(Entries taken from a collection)
* * *
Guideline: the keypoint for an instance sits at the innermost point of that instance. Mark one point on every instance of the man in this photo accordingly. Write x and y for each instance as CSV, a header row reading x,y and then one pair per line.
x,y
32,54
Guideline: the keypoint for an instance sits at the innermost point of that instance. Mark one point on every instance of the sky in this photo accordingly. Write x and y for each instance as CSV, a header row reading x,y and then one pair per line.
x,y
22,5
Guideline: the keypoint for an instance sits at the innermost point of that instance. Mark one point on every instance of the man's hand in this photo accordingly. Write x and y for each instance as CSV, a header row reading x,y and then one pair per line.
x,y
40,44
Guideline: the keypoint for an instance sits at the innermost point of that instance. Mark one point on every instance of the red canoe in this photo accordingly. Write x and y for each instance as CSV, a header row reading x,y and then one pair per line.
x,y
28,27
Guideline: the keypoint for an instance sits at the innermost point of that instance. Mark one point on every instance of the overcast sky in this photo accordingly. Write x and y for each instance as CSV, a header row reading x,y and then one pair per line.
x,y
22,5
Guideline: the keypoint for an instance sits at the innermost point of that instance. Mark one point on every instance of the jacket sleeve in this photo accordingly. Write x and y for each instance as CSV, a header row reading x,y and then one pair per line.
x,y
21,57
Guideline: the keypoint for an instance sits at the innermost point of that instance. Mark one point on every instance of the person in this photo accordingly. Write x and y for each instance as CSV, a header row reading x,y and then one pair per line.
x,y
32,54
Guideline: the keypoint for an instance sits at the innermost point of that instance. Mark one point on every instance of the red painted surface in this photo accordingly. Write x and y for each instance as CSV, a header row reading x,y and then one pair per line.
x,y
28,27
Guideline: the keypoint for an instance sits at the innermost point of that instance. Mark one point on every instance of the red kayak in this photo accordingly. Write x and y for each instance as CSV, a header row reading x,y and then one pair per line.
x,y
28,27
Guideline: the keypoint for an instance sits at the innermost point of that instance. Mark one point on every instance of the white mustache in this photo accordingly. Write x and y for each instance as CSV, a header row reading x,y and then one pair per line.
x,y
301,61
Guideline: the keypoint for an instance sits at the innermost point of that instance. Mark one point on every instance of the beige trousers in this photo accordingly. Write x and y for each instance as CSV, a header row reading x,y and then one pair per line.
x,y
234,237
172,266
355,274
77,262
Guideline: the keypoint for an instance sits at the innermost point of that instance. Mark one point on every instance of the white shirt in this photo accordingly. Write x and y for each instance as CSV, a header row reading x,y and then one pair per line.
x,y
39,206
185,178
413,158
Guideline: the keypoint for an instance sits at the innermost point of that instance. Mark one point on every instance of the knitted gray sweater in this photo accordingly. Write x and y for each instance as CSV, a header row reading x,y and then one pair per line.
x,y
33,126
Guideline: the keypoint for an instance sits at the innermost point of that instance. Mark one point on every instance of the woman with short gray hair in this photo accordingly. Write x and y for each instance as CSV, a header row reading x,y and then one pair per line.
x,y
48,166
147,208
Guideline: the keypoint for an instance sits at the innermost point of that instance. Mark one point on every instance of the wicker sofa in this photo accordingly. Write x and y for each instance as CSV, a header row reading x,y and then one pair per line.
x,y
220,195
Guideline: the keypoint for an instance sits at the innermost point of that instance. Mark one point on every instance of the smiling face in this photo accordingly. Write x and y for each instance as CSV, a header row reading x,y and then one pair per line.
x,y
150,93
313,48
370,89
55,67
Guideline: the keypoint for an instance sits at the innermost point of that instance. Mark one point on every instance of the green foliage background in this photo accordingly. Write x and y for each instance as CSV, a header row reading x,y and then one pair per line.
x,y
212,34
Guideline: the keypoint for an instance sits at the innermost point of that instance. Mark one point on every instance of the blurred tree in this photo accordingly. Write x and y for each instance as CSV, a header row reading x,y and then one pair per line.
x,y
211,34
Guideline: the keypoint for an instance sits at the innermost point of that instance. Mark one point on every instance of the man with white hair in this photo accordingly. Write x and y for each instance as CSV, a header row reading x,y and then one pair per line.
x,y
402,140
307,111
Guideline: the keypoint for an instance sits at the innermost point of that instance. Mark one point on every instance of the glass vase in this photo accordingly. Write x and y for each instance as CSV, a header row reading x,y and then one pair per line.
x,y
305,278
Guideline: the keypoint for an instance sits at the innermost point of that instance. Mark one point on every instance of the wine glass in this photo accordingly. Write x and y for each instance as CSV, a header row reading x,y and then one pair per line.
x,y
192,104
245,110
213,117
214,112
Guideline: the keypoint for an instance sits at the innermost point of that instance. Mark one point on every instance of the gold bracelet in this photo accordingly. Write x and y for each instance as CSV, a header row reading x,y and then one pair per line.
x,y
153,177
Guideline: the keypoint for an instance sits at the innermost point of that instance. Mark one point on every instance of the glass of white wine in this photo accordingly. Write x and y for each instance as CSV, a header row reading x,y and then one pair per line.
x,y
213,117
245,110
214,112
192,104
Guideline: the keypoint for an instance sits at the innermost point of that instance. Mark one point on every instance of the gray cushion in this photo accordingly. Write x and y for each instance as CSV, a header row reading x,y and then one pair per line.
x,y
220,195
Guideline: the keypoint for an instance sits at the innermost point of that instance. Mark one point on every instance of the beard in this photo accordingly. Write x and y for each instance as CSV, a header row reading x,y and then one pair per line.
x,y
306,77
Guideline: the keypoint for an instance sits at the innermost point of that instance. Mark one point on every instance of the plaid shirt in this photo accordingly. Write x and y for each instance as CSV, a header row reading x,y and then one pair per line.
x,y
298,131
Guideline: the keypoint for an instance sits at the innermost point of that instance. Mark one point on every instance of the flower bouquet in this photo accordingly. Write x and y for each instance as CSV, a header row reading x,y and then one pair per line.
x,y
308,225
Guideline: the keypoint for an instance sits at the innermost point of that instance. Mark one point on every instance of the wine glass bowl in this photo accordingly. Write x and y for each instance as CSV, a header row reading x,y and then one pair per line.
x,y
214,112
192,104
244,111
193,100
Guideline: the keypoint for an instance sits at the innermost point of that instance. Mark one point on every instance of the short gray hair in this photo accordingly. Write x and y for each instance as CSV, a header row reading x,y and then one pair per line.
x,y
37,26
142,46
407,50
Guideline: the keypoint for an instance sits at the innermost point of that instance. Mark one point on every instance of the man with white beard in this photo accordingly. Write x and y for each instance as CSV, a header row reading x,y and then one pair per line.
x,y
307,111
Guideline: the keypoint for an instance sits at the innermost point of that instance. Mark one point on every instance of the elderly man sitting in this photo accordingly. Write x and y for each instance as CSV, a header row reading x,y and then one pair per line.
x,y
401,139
* * *
Task to complete:
Restate every line of the data word for word.

Answer:
Guideline: the keypoint for an instance sits at the innermost point of that instance. Mark one point on every instance of the man in this photo accordingly. Write x and y for each instance as CSV, a header row reading x,y and then one pair per line.
x,y
32,54
Guideline: the keypoint for an instance sits at the innermost point of that instance. Mark one point on every instance of the sky in this photo accordingly. Write x and y for each instance as CSV, a header row reading x,y and then one pair per line.
x,y
22,5
Guideline: the keypoint for an instance sits at the innermost point of that instance. Mark one point on every instance of the man's hand in this photo accordingly. Write x and y for each instance as CSV, a header row reading x,y and then one pair per line.
x,y
40,44
Guideline: the keypoint for an instance sits at the innermost point of that instance. Mark one point on every instance of the red canoe in this photo accordingly. Write x and y for each instance as CSV, a header row reading x,y and then one pair per line.
x,y
28,27
Guideline: the keypoint for an instance sits at the innermost point of that instance. Mark one point on every instance of the overcast sky in this photo accordingly. Write x and y for each instance as CSV, a header row reading x,y and then one pair per line.
x,y
22,5
Guideline: the keypoint for an instance sits at the innermost point of that instance. Mark one point on every instance of the jacket sleeve in this photo accordingly. Write x and y for each instance as CSV, a header row reading x,y and then one pair per line.
x,y
21,57
Guideline: the keypoint for an instance sits at the innermost point of that instance. Mark one point on every instance of the person in this photo accordingly. Write x and y for each instance as CSV, a header row reading x,y and then one pair per line.
x,y
32,54
Guideline: the keypoint for an instance sits at the innermost point of that instance. Mark one point on every instance of the red painted surface in this photo accordingly. Write x and y for each instance as CSV, a header row reading x,y and then one pair per line.
x,y
28,27
Guideline: the keypoint for an instance sits at the innermost point of that instance. Mark one point on every instance of the red kayak in this photo accordingly. Write x and y for each instance as CSV, a header row reading x,y and then one pair per line.
x,y
28,27
Guideline: the keypoint for an instance sits at the innermost point of that instance. Mark one point on every instance of the white mustache in this photo accordingly. Write x and y for each instance as CSV, a header row reading x,y and then one pair per line.
x,y
301,61
Guideline: the keypoint for an instance sits at the innermost point of that instance. Mark one point on every instance of the beige trousers in this photo accordingly. Write x and y for each instance as CSV, a header row reading x,y and then one pair per line.
x,y
234,237
172,266
355,274
77,262
Guideline: the keypoint for an instance sits at the innermost point of that instance. Mark one point on every instance of the white shirt in this photo accordingly. Write x and y for each instance as CSV, a header row reading x,y and then one pair per line.
x,y
39,206
185,178
413,158
Guideline: the keypoint for an instance sits at the innermost point of that instance. Mark one point on every instance of the knitted gray sweater in this photo accordingly. Write x and y for each instance as CSV, a header row reading x,y and then one pair per line.
x,y
33,126
Guideline: the keypoint for an instance sits at the innermost point of that instance. Mark one point on every instance of the woman with short gray hair in this photo accordingly. Write x and y for each instance as CSV, a header row reading x,y and then one pair per line.
x,y
48,166
147,208
Guideline: the keypoint for an instance sits at the innermost point of that instance. Mark one point on every instance of the wicker sofa in this photo accordingly. Write x and y for each instance as CSV, a header row reading x,y and then one pair per line.
x,y
220,195
Guideline: the keypoint for an instance sits at the innermost point of that instance. Mark one point on every instance of the smiling face in this photo accordingly. Write x and y for each instance as CSV, a header row reading x,y and then one pair per line.
x,y
150,93
313,48
370,89
55,67
Guideline: the keypoint for an instance sits at the innermost point of that instance. Mark one point on every instance of the green foliage background in this photo accordingly. Write x and y for each instance as CSV, a header row reading x,y and then one pair per line.
x,y
212,34
Guideline: the keypoint for an instance sits at the innermost point of that instance. Mark one point on every instance of the blurred tree in this photo accordingly. Write x and y for each instance as CSV, a header row reading x,y and then one pair per line.
x,y
211,34
Guideline: the keypoint for an instance sits at the innermost point of that instance. Mark one point on every instance of the man with white hair in this photo accordingly. Write x and y for each instance as CSV, a header row reading x,y and then one pair per line.
x,y
402,140
307,111
Guideline: the keypoint for an instance sits at the innermost point of that instance. Mark one point on every instance of the glass vase in this photo accordingly. Write x and y for each instance as CSV, a header row reading x,y and then one pair per line.
x,y
305,278
Guideline: the keypoint for an instance sits at the innermost point of that instance. Mark one point on every instance of the wine glass in this photo accordingly. Write x and y for each instance as CSV, a header row reading x,y and then one pair per line.
x,y
192,104
245,110
213,117
214,112
Guideline: the keypoint for an instance sits at the innermost point of that instance. Mark one point on every instance of the gold bracelet in this photo accordingly. Write x and y for each instance as CSV, a header row reading x,y and then one pair per line.
x,y
153,177
Guideline: the keypoint for an instance sits at the innermost point of that instance. Mark one point on every instance of the glass of white wine in this photo accordingly. Write x and y for each instance as CSV, a header row reading x,y and then one pair per line.
x,y
213,117
245,110
214,112
192,104
Guideline: the keypoint for an instance sits at the innermost point of that instance. Mark one point on every instance of the gray cushion in this photo accordingly. Write x and y for each instance as CSV, a header row reading x,y and then one pair per line.
x,y
220,195
Guideline: the keypoint for an instance sits at the innermost point of that instance. Mark one point on every instance of the beard in this photo accordingly. Write x and y for each instance as CSV, a header row reading x,y and then one pair per line.
x,y
306,77
Guideline: the keypoint for an instance sits at the innermost point of that instance. Mark one point on every instance of the plaid shirt in this photo accordingly. Write x and y for each instance as CSV, a header row reading x,y and then one pair per line.
x,y
298,131
Guideline: the keypoint for an instance sits at the innermost point of that instance. Mark one point on every instance of the flower bouquet in this photo accordingly. Write x and y for each instance as CSV, a header row reading x,y and then one pair per line.
x,y
308,225
Guideline: the keypoint for an instance sits at the innermost point of that instance. Mark one point on every instance of the wine glass bowl in this photo accordingly. Write x and y for each instance as CSV, a header row reading x,y and then one pair per line.
x,y
214,112
192,104
244,111
193,100
Guideline: the keypoint for an instance sits at the innermost point of that instance. Mark one point on every instance of the short gray hair in this photo accordingly. Write x and y for each instance as CSV, a header row reading x,y and then one pair per line.
x,y
37,26
142,46
407,50
Guideline: the keypoint for an instance sits at the innermost point of that instance. Mark one point on every instance of the man with white beard in this photo accordingly. Write x and y for each instance as CSV, a header row reading x,y and then one pair per line.
x,y
307,111
Guideline: the keypoint for an instance sits at the innermost point of that instance. Mark one point on every instance of the elderly man sitting in this photo accordingly. Write x and y for each instance as CSV, a header row reading x,y and then one pair per line.
x,y
401,139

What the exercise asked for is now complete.